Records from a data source
*****

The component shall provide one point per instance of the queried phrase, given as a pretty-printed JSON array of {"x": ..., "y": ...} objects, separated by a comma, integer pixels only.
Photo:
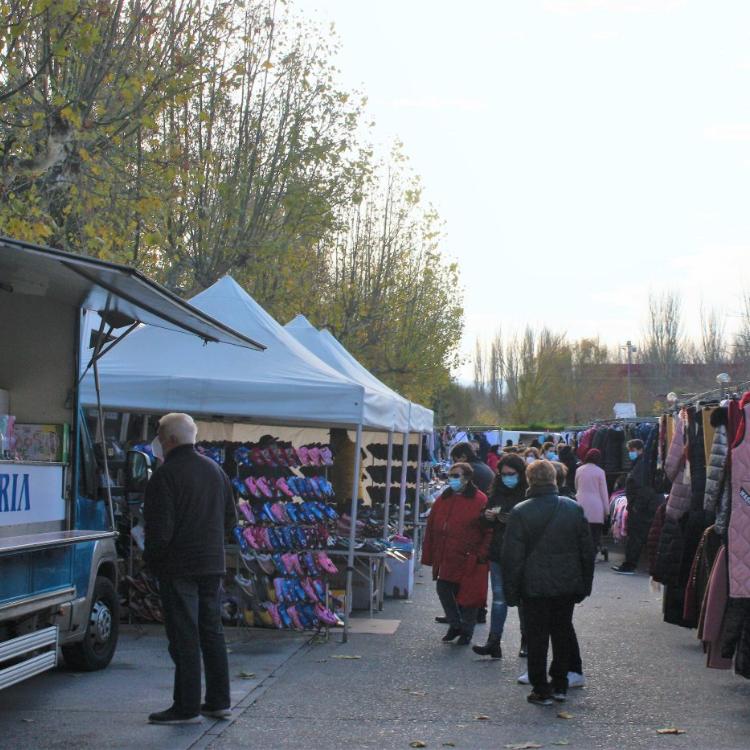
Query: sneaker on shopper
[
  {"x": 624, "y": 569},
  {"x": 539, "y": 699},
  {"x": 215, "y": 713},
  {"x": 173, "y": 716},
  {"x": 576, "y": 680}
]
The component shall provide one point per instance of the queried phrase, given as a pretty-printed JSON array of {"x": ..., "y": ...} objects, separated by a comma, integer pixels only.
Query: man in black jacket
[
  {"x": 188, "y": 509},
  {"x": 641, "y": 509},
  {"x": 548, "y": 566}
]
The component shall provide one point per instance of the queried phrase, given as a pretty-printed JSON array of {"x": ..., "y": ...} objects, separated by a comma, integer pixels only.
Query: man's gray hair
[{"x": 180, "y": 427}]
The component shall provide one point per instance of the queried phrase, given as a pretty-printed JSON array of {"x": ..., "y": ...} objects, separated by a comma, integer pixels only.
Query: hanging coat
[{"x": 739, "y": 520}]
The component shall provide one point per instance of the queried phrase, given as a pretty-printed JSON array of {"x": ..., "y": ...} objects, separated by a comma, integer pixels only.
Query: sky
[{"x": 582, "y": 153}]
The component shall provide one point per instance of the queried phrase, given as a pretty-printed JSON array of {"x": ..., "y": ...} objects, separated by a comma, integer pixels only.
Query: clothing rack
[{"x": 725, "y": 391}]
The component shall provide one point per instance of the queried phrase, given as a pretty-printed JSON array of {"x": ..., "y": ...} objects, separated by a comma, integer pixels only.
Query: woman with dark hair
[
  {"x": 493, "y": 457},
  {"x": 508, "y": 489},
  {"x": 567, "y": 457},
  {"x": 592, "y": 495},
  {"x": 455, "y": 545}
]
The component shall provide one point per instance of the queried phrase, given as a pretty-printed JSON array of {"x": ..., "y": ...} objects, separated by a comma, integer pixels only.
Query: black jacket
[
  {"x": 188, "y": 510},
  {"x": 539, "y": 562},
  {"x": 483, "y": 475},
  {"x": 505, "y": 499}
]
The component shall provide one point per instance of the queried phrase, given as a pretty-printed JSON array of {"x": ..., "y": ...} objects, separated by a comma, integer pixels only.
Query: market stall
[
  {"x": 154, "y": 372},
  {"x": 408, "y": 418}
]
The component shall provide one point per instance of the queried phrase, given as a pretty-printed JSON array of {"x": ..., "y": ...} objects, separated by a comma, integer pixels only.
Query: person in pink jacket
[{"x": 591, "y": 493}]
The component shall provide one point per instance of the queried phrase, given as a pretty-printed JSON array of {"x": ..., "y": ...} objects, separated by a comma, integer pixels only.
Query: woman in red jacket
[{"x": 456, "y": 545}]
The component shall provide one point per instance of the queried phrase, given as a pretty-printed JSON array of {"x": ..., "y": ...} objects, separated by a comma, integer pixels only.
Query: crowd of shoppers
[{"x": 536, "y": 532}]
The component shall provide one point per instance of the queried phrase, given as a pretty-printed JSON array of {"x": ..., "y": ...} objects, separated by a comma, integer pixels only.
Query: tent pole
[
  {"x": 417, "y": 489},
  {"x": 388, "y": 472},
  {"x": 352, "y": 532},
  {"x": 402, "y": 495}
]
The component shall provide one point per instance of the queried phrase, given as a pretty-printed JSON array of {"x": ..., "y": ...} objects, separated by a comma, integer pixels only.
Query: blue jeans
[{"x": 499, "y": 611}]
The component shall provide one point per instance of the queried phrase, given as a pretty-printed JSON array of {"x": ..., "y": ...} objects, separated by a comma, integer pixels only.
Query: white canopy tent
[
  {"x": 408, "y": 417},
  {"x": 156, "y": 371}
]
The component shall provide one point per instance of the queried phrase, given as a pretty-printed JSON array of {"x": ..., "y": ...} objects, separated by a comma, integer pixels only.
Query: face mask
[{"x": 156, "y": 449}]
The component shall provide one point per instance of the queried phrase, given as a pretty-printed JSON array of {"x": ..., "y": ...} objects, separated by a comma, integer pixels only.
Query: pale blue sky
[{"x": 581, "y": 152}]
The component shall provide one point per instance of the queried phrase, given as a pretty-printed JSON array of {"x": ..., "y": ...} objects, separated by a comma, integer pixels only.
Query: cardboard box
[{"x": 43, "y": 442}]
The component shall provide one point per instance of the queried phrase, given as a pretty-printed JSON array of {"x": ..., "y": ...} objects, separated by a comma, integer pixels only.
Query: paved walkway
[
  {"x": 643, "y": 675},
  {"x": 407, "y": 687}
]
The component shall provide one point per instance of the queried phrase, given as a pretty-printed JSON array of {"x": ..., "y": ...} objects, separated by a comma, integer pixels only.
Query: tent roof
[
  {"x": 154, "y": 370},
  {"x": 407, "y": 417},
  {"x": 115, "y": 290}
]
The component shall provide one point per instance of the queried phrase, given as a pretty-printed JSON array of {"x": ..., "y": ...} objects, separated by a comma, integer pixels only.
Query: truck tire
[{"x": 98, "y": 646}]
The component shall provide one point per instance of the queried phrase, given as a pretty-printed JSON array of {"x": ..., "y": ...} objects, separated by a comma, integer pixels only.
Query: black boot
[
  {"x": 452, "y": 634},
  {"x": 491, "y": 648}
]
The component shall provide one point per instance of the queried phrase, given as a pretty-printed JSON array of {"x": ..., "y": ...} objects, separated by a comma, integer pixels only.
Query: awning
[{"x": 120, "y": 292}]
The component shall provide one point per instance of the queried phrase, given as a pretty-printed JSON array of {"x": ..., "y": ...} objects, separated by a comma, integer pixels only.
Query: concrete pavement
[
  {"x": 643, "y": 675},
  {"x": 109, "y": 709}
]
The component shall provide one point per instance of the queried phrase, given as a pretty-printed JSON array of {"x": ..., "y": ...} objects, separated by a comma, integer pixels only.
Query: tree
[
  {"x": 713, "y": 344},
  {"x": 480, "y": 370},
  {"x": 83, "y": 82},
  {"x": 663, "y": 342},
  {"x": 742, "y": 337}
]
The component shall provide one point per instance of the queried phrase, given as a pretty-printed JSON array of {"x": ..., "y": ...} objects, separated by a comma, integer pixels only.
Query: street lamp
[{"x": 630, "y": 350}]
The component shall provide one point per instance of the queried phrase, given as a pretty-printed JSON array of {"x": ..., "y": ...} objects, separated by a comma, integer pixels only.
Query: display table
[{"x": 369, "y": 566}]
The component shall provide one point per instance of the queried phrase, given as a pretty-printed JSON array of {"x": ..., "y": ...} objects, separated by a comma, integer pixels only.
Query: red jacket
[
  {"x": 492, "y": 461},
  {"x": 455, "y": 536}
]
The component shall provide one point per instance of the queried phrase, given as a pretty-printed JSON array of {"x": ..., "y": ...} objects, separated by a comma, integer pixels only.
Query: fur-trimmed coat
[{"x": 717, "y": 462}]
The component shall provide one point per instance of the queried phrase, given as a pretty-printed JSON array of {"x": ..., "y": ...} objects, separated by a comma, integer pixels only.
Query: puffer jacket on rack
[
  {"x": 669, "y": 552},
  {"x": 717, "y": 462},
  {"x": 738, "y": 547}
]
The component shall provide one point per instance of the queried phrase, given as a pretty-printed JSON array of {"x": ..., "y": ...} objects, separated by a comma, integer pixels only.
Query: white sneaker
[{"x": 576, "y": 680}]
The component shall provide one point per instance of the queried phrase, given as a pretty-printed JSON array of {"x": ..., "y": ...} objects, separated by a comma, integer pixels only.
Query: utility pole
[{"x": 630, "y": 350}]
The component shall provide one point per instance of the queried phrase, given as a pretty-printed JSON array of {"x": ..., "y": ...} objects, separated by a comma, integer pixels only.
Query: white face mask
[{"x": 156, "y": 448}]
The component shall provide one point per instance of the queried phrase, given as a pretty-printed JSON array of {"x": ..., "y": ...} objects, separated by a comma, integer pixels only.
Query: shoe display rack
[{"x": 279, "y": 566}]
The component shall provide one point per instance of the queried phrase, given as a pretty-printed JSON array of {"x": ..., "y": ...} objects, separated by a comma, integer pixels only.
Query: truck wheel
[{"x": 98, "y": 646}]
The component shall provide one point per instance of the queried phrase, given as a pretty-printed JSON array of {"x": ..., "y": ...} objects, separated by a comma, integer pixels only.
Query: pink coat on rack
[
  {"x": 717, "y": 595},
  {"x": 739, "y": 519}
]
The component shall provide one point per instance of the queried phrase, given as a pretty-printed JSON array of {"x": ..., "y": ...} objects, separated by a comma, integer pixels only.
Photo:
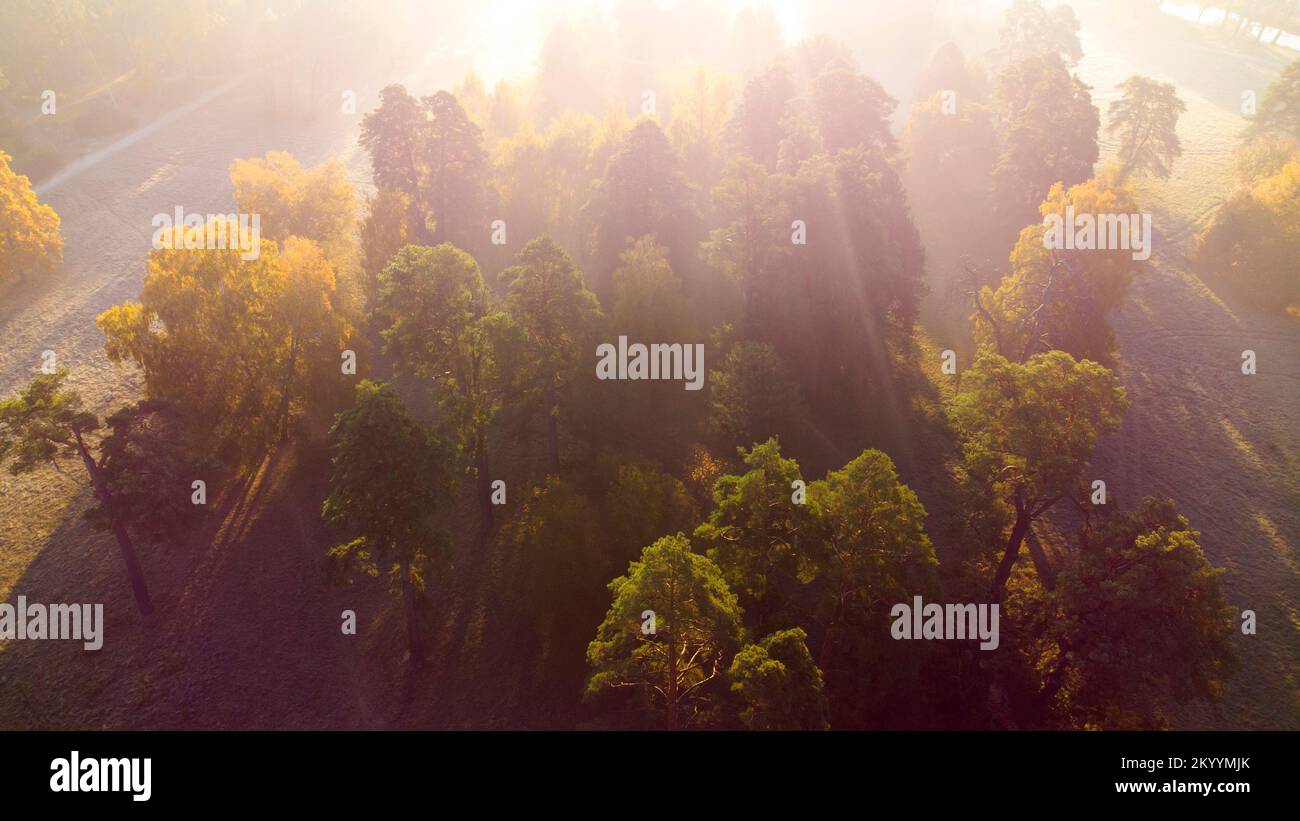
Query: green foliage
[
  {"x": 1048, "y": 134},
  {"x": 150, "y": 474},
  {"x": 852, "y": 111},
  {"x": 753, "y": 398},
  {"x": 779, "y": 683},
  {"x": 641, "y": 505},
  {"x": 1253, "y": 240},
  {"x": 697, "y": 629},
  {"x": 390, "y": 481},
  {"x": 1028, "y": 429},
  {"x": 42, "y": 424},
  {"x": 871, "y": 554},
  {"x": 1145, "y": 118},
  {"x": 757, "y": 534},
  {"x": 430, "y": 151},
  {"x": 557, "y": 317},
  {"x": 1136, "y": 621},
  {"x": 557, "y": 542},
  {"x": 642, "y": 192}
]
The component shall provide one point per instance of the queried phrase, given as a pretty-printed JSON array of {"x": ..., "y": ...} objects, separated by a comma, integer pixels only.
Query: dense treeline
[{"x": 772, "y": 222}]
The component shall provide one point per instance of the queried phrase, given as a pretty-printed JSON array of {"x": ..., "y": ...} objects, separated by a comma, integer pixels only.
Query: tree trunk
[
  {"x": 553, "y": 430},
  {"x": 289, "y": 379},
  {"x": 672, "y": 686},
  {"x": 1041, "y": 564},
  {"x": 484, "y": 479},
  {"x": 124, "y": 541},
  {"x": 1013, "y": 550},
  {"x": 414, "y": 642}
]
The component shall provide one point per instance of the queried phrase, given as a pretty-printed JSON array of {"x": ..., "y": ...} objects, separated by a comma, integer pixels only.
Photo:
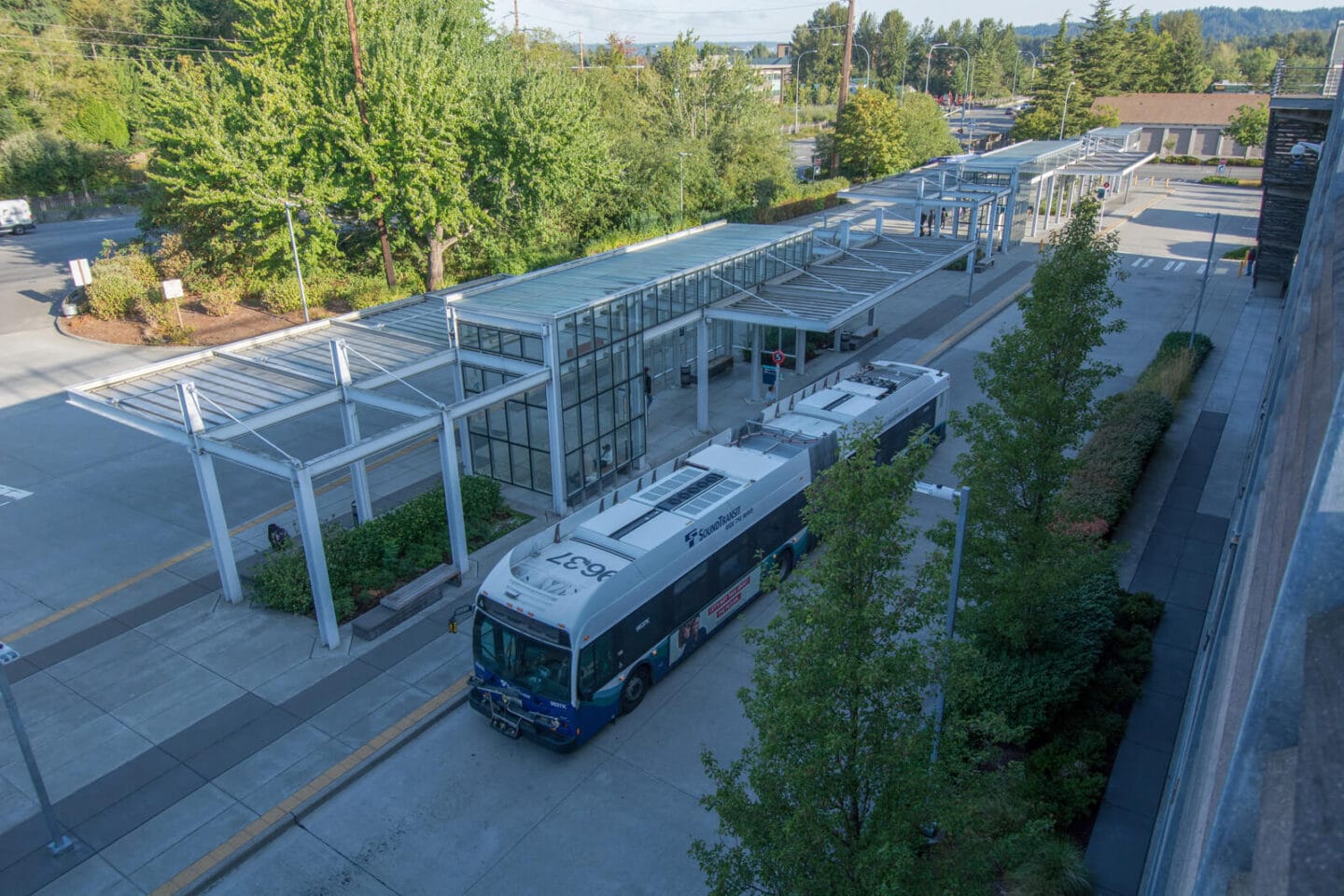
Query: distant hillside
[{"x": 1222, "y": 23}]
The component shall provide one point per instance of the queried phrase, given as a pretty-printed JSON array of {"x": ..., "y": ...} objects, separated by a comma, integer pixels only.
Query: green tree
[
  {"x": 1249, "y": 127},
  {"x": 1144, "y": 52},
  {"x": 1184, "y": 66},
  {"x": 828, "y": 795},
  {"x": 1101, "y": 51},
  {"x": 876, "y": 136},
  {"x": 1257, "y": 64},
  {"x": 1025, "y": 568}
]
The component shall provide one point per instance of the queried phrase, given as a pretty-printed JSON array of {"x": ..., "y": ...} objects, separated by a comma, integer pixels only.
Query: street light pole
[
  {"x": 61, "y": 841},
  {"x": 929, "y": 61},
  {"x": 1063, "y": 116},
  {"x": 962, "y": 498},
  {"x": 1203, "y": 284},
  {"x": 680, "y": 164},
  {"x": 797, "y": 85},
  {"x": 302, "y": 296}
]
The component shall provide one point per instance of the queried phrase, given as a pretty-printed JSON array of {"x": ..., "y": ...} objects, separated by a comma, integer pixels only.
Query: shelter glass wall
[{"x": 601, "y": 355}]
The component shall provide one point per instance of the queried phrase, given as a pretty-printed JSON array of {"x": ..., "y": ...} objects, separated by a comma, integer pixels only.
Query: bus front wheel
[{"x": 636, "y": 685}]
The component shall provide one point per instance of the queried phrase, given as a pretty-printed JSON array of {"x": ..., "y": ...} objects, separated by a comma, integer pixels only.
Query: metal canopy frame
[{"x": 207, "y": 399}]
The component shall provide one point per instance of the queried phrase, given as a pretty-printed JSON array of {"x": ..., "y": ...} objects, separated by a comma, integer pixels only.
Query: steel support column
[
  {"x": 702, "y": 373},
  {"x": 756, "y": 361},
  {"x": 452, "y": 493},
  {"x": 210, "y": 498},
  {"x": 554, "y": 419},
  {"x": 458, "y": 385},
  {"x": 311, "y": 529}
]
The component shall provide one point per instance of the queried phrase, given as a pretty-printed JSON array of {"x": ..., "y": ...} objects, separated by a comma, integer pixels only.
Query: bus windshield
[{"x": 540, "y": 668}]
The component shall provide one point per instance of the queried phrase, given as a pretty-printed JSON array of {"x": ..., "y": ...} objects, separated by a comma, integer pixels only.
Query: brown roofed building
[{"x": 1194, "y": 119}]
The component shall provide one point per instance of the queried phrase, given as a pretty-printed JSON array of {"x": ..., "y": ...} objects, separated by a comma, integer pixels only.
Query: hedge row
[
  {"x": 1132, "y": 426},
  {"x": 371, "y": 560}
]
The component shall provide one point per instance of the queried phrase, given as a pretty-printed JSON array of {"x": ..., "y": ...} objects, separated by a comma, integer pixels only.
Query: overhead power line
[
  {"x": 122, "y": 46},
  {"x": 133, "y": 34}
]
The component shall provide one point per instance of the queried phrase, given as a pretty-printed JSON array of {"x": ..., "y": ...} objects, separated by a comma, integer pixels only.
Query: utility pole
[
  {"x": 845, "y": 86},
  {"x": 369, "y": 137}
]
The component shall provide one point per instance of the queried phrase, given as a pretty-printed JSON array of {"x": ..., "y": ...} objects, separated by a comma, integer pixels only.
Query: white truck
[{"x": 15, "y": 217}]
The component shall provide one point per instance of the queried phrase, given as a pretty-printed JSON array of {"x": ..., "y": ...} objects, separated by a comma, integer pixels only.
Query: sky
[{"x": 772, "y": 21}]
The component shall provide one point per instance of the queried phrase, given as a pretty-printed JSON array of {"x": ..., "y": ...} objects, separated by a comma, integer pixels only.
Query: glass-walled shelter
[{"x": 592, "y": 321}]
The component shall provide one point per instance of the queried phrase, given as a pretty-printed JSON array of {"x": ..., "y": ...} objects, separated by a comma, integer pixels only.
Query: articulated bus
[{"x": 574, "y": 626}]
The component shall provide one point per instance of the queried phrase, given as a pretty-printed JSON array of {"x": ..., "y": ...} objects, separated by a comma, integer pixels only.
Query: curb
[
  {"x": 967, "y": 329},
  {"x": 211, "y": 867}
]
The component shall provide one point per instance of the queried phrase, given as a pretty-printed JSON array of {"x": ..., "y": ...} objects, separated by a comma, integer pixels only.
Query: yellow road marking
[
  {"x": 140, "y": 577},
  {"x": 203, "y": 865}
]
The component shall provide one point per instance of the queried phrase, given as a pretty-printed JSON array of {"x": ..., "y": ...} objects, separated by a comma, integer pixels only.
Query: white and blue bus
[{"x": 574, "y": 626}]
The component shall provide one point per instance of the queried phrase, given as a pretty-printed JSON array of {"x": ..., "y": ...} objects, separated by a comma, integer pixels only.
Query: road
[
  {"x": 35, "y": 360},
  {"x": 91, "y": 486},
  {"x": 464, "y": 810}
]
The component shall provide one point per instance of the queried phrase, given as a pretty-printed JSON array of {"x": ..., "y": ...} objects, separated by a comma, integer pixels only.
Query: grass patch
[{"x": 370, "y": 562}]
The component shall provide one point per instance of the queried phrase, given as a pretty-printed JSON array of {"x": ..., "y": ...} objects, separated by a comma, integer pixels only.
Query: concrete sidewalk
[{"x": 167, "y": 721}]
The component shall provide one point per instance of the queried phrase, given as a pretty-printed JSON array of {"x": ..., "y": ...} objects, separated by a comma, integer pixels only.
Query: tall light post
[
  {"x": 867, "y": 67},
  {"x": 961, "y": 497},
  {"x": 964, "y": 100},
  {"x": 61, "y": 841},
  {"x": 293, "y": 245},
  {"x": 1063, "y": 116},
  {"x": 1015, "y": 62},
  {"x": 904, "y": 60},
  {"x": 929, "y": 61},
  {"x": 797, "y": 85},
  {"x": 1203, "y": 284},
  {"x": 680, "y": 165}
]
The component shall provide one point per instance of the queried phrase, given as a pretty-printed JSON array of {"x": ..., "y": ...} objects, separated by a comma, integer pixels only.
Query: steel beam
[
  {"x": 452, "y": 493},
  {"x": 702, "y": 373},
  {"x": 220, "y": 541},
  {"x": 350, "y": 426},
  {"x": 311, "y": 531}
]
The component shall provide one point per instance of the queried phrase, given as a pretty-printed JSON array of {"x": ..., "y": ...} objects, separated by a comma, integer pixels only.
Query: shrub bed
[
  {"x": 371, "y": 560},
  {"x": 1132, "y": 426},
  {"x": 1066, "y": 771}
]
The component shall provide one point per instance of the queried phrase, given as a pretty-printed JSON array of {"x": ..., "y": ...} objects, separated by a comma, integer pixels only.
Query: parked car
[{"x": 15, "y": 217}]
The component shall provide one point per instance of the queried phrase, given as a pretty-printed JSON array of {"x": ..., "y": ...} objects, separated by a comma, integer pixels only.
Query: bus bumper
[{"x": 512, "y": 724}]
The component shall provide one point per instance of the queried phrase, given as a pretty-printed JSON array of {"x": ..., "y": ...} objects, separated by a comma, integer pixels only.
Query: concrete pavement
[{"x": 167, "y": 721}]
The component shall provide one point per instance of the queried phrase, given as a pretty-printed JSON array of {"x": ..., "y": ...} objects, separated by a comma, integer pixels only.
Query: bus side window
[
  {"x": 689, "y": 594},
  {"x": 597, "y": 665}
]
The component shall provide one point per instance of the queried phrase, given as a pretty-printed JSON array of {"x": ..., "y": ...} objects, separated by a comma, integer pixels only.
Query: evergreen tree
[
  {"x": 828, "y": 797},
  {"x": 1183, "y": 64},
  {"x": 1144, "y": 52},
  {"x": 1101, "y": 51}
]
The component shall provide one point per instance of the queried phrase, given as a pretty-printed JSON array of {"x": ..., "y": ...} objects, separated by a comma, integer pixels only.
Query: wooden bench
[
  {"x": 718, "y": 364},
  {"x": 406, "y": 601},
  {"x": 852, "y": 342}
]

*****

> _OBJECTIVE_: How many lines of the material above contain the string "pink"? Give only the number.

> _THE RESULT_: 2